● **To do**
Please print all of the records that follow with nothing altered.

Point localization data:
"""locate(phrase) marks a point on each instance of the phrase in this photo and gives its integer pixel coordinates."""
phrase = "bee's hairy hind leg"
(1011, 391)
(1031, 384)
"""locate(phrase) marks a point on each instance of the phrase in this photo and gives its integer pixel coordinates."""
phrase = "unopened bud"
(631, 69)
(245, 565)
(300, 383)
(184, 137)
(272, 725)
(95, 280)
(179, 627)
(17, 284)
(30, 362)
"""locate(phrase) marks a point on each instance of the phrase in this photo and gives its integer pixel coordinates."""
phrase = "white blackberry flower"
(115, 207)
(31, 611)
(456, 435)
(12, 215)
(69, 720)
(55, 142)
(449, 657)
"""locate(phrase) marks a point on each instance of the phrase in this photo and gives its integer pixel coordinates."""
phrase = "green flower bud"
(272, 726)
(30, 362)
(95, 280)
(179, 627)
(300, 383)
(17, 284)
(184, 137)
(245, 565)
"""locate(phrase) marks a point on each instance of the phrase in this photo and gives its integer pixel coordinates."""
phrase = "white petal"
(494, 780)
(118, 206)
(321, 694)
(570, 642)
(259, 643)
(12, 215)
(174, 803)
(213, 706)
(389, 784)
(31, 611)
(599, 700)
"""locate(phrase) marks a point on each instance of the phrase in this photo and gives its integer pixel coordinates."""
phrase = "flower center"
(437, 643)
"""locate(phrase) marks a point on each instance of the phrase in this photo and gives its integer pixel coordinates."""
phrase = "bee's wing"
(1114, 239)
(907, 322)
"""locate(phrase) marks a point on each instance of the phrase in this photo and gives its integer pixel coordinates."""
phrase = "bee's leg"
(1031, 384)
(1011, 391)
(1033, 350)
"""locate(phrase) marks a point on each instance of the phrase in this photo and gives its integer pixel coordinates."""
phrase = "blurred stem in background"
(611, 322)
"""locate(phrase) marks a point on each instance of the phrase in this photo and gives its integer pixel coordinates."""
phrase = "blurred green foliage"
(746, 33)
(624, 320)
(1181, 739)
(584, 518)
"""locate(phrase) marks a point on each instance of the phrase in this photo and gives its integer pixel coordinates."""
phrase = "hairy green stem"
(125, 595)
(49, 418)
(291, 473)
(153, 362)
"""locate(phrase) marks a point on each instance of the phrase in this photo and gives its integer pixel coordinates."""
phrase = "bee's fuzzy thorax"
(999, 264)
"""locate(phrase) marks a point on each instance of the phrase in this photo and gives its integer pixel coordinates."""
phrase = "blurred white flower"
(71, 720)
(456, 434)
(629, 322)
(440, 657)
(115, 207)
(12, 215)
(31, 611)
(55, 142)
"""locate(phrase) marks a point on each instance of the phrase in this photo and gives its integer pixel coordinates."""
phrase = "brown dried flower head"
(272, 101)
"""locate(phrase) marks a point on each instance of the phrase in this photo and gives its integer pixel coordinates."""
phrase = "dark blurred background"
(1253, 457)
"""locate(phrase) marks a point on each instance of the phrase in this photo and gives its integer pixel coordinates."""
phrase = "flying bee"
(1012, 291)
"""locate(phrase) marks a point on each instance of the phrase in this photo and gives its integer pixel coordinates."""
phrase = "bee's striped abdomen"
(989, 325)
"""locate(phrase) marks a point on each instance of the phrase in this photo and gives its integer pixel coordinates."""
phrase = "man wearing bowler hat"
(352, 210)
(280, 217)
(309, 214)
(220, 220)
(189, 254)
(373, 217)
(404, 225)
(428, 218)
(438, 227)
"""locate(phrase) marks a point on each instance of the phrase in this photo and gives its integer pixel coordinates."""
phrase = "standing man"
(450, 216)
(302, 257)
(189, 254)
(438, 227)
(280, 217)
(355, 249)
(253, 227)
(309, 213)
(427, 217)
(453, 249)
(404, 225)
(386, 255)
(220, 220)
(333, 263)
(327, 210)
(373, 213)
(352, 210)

● **Task response**
"""locate(phrase) marks a point on each instance of the phrase in this photo and gives its integer pixel coordinates."""
phrase = "bee's hairy hind leg"
(1011, 391)
(1031, 384)
"""locate(phrase) marks a point on each instance of the phrase in this photo and gives its integer pixel coordinates."""
phrase = "unopened bud"
(631, 69)
(245, 565)
(300, 383)
(184, 137)
(272, 725)
(95, 280)
(179, 627)
(17, 284)
(30, 362)
"""locate(phrase) marks a point on each instance of the phrase in this photo and gives its integer pixel coordinates."""
phrase = "white blackberry flower"
(115, 207)
(31, 611)
(456, 435)
(12, 215)
(69, 720)
(55, 142)
(449, 657)
"""locate(phrase) marks a point on each instance of the phrase in this photo and gives its integer pixel coordinates."""
phrase = "green flower bud"
(272, 726)
(30, 362)
(95, 280)
(179, 627)
(300, 383)
(17, 284)
(184, 137)
(245, 565)
"""locate(phrase) marks a point on each instance of the phrase in this photo and gives its integer pixel coordinates."""
phrase = "white petal"
(494, 780)
(118, 206)
(321, 694)
(570, 642)
(259, 643)
(12, 215)
(174, 803)
(213, 706)
(389, 784)
(31, 611)
(599, 700)
"""locate(phrase) marks a point on each instance of the phrase in this photo and gives its integer pixel coordinates."""
phrase = "flower center"
(437, 643)
"""locate(phrase) marks a point on each instance of the phrase in this photo and gives its integer pixel coordinates."""
phrase = "bee's wing"
(1114, 239)
(907, 322)
"""locate(phrase) marks a point on each instance of the phrase in this photo and gives its integer pixel coordinates."""
phrase = "bee's leg"
(1031, 384)
(1011, 391)
(1033, 350)
"""locate(phrase) marks a point on each instance of the phrase in this photo and gives its integer pixel coordinates."""
phrase = "blurred stem in background"
(611, 322)
"""locate(phrase) marks a point on each instance of the phrase in this photo and gives its integer pixel coordinates."""
phrase = "blurred green foliage"
(746, 33)
(624, 320)
(1181, 739)
(584, 518)
"""locate(phrase) marks a point on each instance of the phrase in this photo and gives its integer pixel coordinates."""
phrase = "hairy green stem"
(125, 595)
(49, 418)
(291, 473)
(153, 362)
"""locate(phrase) marks a point on each instance of the phrase in this photo and gives its integer pixel coordinates."""
phrase = "bee's fuzzy thorax"
(999, 264)
"""locate(phrase) marks a point on each instance of the phrase in this photo and gives its integer pixel coordinates."""
phrase = "blurred white flower"
(71, 720)
(456, 434)
(629, 322)
(440, 657)
(115, 207)
(12, 215)
(31, 611)
(55, 142)
"""locate(phrase) marks a point on each instance of the phrase in this photo and gives its integer pixel coordinates."""
phrase = "brown dried flower head"
(272, 101)
"""locate(phrase) marks a point on each instance of the phrase in this photo and gives its integer pixel coordinates."""
phrase = "dark blurred background"
(1253, 457)
"""locate(phrase) marks a point on each instance of the phrase in this photo and gives its integer pixel coordinates."""
phrase = "flying bee"
(1012, 291)
"""locate(phrase) marks a point on each instance of the phrase in this photo and gives its integer pixel coordinates."""
phrase = "bee's striped abdomen"
(989, 325)
"""locate(phrase) marks a point on each instance of the phrase in this photo and gives its integer pixel coordinates."""
phrase = "man wearing bowler hat"
(352, 210)
(280, 217)
(309, 214)
(220, 220)
(189, 254)
(373, 217)
(404, 225)
(428, 218)
(438, 227)
"""locate(phrase) marks a point on each instance of the phrase in this photo and gives its integer pixel coordinates."""
phrase = "standing man"
(450, 216)
(302, 257)
(189, 254)
(438, 227)
(280, 217)
(355, 249)
(253, 227)
(309, 213)
(427, 217)
(453, 249)
(404, 225)
(386, 255)
(220, 220)
(333, 263)
(327, 210)
(373, 213)
(352, 210)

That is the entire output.